That the instruction was erroneous I have no doubt. It only remains to inquire what is the effect of that error.

In Jackson v. Commonwealth, 97 Va. 762, 33 S. E. 547, the facts of the ease are not given, but the court deals with the instructions, which present a case remarkably similar to the instant case. In the course of the opinion it is said by Judge Keith, speaking for the court: “In the tenth instruction, in order to reduce the offense below the degree of murder, the prisoner was required to prove circumstances, which would have entitled the prisoner to a verdict of acquittal; thus informing the jury that they could not find the prisoner guilty of manslaughter without proof of facts and circumstances sufficient to relieve him of all responsibility for the crime with which he was charged. It thus appears that the general proposition correctly stated in the third instruction is inconsistent with, and is indeed contradicted by, the more specific statement of the law presented in the instruction under consideration.

*622“Having reached the conclusion that the tenth instruction is erroneous, it only remains to be considered whether or not it was prejudicial to the prisoner.

● **DATA**
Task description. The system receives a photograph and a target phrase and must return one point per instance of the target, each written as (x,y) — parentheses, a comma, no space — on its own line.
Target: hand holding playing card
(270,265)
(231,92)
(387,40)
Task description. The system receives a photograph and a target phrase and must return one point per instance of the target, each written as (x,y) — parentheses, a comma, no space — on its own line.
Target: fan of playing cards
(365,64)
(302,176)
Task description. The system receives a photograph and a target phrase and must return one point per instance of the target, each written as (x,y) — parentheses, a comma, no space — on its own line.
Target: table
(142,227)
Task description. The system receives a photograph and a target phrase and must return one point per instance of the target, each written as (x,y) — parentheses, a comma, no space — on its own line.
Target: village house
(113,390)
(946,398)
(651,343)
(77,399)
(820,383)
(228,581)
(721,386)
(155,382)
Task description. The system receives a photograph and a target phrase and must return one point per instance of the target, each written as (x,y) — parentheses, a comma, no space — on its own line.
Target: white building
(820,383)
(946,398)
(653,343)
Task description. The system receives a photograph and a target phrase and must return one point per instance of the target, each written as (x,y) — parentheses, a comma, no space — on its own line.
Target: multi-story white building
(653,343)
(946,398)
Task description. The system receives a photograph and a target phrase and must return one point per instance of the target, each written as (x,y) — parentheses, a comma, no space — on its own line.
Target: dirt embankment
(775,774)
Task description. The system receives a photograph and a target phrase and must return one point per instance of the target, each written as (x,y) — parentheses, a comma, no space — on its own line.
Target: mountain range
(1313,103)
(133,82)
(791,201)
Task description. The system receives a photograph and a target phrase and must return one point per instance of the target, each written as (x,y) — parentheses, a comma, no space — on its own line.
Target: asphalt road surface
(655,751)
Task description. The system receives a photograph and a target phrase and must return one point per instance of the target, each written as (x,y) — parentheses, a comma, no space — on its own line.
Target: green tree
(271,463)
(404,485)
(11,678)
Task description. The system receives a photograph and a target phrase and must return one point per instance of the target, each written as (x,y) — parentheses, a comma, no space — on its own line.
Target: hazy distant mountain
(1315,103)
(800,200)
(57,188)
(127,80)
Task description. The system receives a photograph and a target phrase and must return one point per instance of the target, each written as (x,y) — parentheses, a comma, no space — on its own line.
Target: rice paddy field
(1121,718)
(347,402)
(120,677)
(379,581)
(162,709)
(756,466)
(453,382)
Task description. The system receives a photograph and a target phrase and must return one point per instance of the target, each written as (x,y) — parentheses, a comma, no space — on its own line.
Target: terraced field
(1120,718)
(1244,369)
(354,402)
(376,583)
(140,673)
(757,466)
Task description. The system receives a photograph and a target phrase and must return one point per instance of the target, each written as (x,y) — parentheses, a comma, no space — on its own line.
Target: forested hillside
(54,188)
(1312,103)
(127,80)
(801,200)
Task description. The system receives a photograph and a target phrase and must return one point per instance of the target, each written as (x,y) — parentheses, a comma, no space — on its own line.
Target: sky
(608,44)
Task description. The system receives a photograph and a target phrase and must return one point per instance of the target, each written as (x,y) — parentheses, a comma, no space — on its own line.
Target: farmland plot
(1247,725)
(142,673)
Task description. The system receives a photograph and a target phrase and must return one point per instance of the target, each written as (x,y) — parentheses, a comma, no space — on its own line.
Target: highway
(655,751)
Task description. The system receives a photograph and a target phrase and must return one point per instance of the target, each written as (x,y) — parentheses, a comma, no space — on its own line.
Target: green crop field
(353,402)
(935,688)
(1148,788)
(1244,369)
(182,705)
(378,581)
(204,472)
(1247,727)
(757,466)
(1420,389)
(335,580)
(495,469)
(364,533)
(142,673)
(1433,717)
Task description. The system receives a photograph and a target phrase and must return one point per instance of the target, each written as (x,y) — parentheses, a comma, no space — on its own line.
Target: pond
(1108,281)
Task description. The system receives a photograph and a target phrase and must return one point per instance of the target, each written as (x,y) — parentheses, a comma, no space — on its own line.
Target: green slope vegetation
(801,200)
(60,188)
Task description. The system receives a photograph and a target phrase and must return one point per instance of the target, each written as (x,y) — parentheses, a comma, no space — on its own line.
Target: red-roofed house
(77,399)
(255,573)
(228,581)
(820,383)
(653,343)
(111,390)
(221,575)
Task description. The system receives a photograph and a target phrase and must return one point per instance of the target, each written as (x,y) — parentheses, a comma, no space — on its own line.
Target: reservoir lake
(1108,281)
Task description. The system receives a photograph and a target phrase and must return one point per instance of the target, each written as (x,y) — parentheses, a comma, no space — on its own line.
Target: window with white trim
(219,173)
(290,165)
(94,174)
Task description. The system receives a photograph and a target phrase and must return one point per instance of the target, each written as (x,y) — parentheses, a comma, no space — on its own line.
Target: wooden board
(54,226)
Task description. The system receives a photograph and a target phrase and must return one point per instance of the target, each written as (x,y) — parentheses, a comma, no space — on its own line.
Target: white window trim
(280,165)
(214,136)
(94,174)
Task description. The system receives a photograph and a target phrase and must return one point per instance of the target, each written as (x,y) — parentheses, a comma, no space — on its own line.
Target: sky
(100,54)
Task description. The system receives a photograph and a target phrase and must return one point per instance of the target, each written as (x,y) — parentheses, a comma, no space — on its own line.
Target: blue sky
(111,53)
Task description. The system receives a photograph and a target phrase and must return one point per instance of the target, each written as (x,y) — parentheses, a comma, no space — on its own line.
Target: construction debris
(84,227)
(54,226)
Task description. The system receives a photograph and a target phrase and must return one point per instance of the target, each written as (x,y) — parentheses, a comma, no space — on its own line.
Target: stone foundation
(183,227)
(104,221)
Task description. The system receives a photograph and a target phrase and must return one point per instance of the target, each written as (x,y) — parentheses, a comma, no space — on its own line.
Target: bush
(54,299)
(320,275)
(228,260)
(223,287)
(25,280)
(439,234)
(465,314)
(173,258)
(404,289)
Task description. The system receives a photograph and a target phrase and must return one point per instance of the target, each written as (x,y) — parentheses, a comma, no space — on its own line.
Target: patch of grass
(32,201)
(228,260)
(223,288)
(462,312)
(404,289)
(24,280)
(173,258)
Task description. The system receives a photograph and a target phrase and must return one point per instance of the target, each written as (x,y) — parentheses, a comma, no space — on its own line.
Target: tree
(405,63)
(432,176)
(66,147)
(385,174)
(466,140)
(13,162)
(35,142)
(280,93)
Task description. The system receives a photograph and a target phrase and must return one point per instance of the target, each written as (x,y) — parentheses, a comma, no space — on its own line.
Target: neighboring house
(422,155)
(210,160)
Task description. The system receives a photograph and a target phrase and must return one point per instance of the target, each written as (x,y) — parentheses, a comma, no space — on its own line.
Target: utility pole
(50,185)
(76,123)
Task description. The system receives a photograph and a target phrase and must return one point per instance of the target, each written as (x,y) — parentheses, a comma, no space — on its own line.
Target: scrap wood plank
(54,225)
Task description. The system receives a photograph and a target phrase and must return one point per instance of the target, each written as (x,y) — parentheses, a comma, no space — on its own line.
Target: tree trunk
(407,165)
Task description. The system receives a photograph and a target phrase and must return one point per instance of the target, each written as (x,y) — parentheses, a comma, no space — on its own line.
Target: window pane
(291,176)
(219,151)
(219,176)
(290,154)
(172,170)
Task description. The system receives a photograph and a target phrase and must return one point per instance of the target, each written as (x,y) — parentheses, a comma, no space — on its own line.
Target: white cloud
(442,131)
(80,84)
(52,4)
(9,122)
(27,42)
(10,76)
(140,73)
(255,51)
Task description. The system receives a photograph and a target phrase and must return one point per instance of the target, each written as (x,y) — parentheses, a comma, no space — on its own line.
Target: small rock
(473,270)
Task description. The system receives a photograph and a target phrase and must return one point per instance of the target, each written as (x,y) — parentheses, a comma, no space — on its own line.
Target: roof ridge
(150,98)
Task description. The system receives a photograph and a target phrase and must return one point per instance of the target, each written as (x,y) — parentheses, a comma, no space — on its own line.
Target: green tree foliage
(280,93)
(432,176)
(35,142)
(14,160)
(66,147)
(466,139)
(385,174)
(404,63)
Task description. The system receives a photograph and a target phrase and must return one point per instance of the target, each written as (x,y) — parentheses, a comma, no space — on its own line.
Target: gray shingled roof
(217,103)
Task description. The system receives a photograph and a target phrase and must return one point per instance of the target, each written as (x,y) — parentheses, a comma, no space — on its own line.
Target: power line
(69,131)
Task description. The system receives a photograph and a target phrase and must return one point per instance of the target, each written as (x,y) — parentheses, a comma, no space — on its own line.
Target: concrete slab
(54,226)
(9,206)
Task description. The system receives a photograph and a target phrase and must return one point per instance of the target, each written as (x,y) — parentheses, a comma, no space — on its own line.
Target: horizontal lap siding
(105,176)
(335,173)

● **JOBS**
[1] According to the opinion, which judge spoke for the court in Jackson v. Commonwealth?
[2] Write the next part of the opinion on the erroneous jury instruction, picking up right after its final sentence.

● **TASK-BY-TASK RESULTS**
[1] Judge Keith

[2]
“It has been said by this court that all error is presumed to be prejudicial, and while it has approved verdicts rendered upon erroneous instructions, it does so with great caution, and only where it dearly appears that no injury could have resulted from the error. A lawyer reading the instructions in this case could scarcely be misled by them, but instructions are given to jurors because they are not lawyers. They are given to aid the jury in reaching a right conclusion, and not in order to exercise their skill in reconciling contradictory propositions.” (Italics supplied.)

In Montgomery v. Commonwealth, 98 Va. 852, 860, 37 S. E. 1, 3, the last paragraph above from the Jackson Case is quoted with approval. It is again quoted with approval in Richmond, etc., Co. v. Allen, 101 Va. 200, 206, 43 S. E. 356, 358. It is also quoted with approval in State v. Johnson, 49 W. Va. 684, 693, 39 S. E. 665, 669, and is cited with approval in Foley v. City of Huntington, 51 W. Va. 402, 41 S. E. 115.

In Burks’ Pleading & Practice (2d. ed. by Morris-sett) it is said: “Instructions must be read in the light of the evidence applicable to the issues joined. When given, they are instructions of the court, no matter hy whom asked, and must be read as a whole, and a defect in one may be corrected by a correct statement of the law in another, if the court can see that (when read and considered together) the jury could not have been misled by the defective instruction. All error, therefore, is presumed to have affected the verdict unless the contrary plainly appears. But if it can be seen from the whole record that, even under proper instructions, a different verdict could not have been rightly found, the verdict will not be set aside.”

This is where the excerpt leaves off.